Texte à analyser -
======
« Parmi les 387 personnes interrogées par MSF durant ses activités de soutien psychologique, 60 % présentaient des problèmes en matière de santé mentale, et 87 % des 199 personnes suivies pendant leur processus de demande d’asile ont indiqué que le système d’accueil avait aggravé leur problème, explique Silvia Mancini, experte en santé publique et auteure du rapport. Le système de demandes d’asile en Italie est débordé et le processus s’éternise. Résultat : des hommes, des femmes et des enfants se retrouvent coincés dans des centres d’accueil d’urgence pendant dans de longues périodes. Cette incertitude peut provoquer une immense anxiété et d’autres conditions de stress chez les migrants. »
Le rapport intitulé Neglected Trauma (en anglais) s’appuie sur des données collectées entre juillet 2015 et février 2016 dans plusieurs centres d’accueil d’urgence à Rome, Trapani et Milan. Il présente également des données recueillies lors des activités routinières réalisées par MSF dans les centres situés dans la province de Raguse entre 2014 et 2015.
Sur les 199 patients pris en charge directement par les équipes de MSF dans les centres d’accueil d’urgence à Raguse, 42 % présentaient des problèmes psychologiques associés au trouble de stress post-traumatique, et 27 % des patients souffraient d’anxiété. La possibilité que des personnes présentent des troubles psychologiques était de 3,7 fois supérieure pour ceux qui avaient déjà vécu des événements traumatisants dans le passé.
Selon le rapport, les conditions de vie dans les centres d’accueil d’urgence, qui ont été mis en place en 2014 comme mesure ponctuelle visant à prendre en charge l’afflux de nouveaux arrivants et non comme solution à long terme, comptent parmi les principaux facteurs d’aggravation des problèmes psychologiques des migrants et des demandeurs d’asile. Encore aujourd’hui, et ce, près de deux ans après le début de cette crise des migrants en Italie, les nouveaux arrivants n’ont souvent d’autres choix que de vivre pendant des mois dans des logements prévus initialement pour une courte durée. Le problème est encore aggravé par le fait que les services de santé sur place n’ont pas les ressources adéquates pour répondre aux besoins des demandeurs d’asile et des migrants, et emploient du personnel qui souvent n’est pas suffisamment qualifié pour identifier ces besoins.
« Les centres d’accueil d’urgence en Italie ne sont pas équipés pour héberger des gens pour de longues périodes et ne devraient donc pas être utilisés à cette fin,déclare Tommaso Fabbri, chef de mission de MSF en Italie. Ces centres ne disposent que de peu d’interprètes et de médiateurs culturels, et cela doit changer au plus vite. La barrière de la langue cause un stress inutile chez les demandeurs d’asile et les migrants, et engendre chez eux un sentiment accru d’isolement et de précarité. Tout ceci accroît leur problème. »
MSF réitère son appel pour une amélioration rapide des services fournis lors de l’accueil des migrants et demandeurs d’asile en Italie. Les services d’aide en santé mentale ont cruellement besoin d’être renforcés, notamment en recrutant des professionnels compétents en matière de psychologie interculturelle. Un contrôle de la qualité des structures doit également être assuré de toute urgence.
MSF est présente en Italie depuis 2002. Sa priorité actuellement est de fournir une aide psychologique aux demandeurs d’asile et aux migrants qui arrivent dans le sud du pays et sont pris en charge dans les centres d’accueil d’urgence de Trapani et d’autres zones de débarquement. Elle répond aussi à leurs besoins de base à Gorizia et vient en aide aux victimes de tortures à Rome. L’organisation intervient également en mer Méditerranée grâce à trois navires en charge de la recherche et du sauvetage des bateaux de migrants en perdition.
======
Éléments stockés du jeu de données
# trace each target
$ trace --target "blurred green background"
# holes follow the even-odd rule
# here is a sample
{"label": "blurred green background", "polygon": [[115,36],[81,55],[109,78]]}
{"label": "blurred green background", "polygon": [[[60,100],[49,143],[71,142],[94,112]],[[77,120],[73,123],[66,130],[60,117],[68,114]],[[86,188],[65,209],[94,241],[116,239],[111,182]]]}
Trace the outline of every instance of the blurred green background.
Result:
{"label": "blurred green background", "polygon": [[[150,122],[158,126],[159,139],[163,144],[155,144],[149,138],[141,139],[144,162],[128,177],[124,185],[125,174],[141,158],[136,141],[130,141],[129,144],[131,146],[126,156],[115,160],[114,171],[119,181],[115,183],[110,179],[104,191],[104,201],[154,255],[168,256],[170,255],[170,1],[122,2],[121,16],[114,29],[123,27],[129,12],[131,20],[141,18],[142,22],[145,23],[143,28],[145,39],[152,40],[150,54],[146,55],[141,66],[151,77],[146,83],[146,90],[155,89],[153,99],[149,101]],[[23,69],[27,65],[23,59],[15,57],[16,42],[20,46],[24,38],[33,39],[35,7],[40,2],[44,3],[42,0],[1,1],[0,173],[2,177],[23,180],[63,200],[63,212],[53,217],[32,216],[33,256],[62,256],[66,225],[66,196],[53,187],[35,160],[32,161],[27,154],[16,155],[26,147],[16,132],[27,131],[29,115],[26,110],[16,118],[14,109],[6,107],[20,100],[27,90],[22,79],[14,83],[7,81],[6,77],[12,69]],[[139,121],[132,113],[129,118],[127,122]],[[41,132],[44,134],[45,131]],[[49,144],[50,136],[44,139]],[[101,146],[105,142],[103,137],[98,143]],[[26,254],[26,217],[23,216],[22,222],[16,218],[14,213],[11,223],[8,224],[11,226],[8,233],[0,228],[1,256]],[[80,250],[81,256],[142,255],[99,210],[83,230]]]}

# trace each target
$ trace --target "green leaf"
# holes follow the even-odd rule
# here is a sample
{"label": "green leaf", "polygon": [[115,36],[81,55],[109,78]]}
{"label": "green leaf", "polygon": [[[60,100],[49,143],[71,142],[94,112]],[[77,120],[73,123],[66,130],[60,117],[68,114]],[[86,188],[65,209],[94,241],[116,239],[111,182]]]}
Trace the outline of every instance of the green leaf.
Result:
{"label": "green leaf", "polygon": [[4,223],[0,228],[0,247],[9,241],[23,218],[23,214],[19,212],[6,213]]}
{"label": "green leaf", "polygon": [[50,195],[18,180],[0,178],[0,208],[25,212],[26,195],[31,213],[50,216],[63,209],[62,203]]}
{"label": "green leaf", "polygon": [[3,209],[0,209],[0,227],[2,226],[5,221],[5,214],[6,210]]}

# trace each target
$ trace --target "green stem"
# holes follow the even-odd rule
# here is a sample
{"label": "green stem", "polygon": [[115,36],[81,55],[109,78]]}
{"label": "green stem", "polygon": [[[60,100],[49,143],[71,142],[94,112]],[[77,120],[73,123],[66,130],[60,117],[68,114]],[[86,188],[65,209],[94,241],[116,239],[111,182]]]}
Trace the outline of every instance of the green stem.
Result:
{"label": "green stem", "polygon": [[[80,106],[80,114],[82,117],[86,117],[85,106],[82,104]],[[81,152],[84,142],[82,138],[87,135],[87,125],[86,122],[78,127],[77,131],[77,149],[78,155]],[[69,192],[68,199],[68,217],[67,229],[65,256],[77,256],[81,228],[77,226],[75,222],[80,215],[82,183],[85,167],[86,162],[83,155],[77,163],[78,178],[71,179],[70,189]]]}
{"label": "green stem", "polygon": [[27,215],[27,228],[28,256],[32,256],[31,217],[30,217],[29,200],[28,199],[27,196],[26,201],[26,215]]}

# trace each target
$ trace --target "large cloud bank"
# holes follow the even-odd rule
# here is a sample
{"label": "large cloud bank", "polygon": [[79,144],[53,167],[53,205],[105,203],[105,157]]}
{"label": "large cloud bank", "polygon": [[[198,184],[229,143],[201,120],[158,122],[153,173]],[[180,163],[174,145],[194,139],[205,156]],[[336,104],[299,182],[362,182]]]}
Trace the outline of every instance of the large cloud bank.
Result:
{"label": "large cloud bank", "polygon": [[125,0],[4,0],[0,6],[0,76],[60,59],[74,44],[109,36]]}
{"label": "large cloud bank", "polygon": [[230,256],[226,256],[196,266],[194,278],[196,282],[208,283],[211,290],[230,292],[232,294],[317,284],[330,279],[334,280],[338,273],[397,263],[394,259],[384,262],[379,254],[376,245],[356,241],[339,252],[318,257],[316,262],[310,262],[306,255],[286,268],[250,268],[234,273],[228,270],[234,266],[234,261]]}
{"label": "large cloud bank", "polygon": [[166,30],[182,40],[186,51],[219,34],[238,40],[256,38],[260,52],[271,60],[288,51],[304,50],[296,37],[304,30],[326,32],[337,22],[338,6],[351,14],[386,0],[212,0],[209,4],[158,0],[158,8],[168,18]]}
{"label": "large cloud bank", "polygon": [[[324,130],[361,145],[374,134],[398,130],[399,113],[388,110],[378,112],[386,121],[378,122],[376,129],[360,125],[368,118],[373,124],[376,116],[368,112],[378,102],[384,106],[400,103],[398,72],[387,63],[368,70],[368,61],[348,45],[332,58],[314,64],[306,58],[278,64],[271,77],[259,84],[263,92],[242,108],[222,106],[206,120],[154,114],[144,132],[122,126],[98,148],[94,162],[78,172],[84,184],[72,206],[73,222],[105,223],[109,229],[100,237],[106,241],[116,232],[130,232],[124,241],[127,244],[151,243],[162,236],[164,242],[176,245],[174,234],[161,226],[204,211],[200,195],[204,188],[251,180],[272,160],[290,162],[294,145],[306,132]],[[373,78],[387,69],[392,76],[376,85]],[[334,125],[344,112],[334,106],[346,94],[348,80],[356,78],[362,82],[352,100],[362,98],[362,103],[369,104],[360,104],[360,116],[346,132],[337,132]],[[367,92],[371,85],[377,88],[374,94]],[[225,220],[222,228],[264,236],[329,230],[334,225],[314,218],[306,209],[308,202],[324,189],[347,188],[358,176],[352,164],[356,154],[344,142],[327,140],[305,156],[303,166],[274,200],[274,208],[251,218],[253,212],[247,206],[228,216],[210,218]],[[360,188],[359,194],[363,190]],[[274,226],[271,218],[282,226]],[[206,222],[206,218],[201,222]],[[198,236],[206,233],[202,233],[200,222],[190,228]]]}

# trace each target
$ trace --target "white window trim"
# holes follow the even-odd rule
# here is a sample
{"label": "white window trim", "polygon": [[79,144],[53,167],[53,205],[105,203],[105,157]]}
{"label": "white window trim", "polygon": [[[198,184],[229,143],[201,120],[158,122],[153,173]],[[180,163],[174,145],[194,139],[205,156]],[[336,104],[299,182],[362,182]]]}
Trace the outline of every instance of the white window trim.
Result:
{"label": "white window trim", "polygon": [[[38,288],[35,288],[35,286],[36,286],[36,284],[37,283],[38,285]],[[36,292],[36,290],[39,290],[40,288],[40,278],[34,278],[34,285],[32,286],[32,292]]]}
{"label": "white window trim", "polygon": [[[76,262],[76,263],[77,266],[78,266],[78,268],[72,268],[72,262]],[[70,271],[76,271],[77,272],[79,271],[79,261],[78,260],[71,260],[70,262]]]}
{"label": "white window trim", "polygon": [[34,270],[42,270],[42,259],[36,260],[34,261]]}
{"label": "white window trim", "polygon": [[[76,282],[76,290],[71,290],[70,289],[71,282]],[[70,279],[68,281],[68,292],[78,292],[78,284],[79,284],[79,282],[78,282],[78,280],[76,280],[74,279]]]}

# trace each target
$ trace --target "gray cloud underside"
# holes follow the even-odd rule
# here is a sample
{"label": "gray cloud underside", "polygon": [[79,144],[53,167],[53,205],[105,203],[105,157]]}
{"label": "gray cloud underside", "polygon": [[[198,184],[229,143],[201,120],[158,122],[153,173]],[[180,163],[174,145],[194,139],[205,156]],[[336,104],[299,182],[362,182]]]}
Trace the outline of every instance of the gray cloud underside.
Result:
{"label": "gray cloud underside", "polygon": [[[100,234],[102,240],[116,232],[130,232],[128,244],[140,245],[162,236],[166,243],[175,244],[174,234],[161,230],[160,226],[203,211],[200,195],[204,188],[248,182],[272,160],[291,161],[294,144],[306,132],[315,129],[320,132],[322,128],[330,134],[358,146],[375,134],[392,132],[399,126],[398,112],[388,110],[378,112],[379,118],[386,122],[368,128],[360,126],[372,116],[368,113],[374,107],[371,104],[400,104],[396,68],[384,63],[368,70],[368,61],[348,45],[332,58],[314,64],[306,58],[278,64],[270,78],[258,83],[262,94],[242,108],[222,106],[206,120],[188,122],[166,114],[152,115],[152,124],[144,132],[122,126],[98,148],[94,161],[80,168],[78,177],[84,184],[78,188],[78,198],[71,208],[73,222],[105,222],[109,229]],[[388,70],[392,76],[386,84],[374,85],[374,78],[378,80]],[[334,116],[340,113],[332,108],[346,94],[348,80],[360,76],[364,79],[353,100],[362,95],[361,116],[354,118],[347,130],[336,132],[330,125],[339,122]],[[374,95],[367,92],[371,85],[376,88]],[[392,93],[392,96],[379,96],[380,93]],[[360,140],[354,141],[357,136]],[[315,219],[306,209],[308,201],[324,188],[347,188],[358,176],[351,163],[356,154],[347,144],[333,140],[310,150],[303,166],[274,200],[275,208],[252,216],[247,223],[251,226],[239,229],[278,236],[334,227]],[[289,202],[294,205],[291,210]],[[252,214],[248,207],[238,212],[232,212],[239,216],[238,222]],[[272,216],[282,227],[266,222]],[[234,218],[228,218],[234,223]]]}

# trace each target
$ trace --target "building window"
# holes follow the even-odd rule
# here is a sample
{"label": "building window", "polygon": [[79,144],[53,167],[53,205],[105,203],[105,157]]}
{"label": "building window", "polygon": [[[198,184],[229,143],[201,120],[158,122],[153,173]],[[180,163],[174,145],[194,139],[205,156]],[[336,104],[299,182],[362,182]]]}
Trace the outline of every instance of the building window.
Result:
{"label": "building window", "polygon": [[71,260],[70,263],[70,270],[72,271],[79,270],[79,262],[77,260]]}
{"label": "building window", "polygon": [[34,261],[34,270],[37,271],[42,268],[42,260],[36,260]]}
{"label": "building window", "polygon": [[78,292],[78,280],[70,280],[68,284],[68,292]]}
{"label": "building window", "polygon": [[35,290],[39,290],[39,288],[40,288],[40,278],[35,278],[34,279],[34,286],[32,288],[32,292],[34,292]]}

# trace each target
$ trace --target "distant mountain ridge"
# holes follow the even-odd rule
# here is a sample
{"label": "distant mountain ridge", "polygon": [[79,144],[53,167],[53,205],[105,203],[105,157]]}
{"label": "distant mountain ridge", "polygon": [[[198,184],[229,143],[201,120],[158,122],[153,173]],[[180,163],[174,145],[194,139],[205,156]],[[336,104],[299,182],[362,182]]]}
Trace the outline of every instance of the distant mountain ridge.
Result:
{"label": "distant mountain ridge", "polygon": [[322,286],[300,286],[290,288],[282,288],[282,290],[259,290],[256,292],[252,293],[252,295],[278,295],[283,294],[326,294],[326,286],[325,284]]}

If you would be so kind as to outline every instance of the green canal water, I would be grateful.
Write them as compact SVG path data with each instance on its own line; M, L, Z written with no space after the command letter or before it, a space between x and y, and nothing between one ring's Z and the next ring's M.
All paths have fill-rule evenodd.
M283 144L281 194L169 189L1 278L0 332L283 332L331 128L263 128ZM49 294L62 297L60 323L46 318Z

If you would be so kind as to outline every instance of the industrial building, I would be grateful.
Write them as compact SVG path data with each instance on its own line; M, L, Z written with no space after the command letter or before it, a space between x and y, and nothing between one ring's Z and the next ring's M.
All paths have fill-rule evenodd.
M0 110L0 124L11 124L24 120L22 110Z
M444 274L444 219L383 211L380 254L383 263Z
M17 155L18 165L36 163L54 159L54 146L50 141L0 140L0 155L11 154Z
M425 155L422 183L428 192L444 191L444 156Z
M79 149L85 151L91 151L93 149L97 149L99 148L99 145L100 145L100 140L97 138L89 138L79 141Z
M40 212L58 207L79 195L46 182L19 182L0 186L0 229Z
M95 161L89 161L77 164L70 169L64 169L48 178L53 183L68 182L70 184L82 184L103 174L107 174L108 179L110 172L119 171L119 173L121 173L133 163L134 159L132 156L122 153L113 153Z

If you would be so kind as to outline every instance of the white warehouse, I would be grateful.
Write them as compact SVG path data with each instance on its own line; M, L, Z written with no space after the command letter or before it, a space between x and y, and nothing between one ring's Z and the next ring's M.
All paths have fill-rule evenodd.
======
Consigne -
Recopiez à l'identique le passage du texte sur la santé mentale des demandeurs d'asile en Italie, depuis « MSF est présente » jusqu'à « migrants en perdition. » inclus.

Corrigé -
MSF est présente en Italie depuis 2002. Sa priorité actuellement est de fournir une aide psychologique aux demandeurs d’asile et aux migrants qui arrivent dans le sud du pays et sont pris en charge dans les centres d’accueil d’urgence de Trapani et d’autres zones de débarquement. Elle répond aussi à leurs besoins de base à Gorizia et vient en aide aux victimes de tortures à Rome. L’organisation intervient également en mer Méditerranée grâce à trois navires en charge de la recherche et du sauvetage des bateaux de migrants en perdition.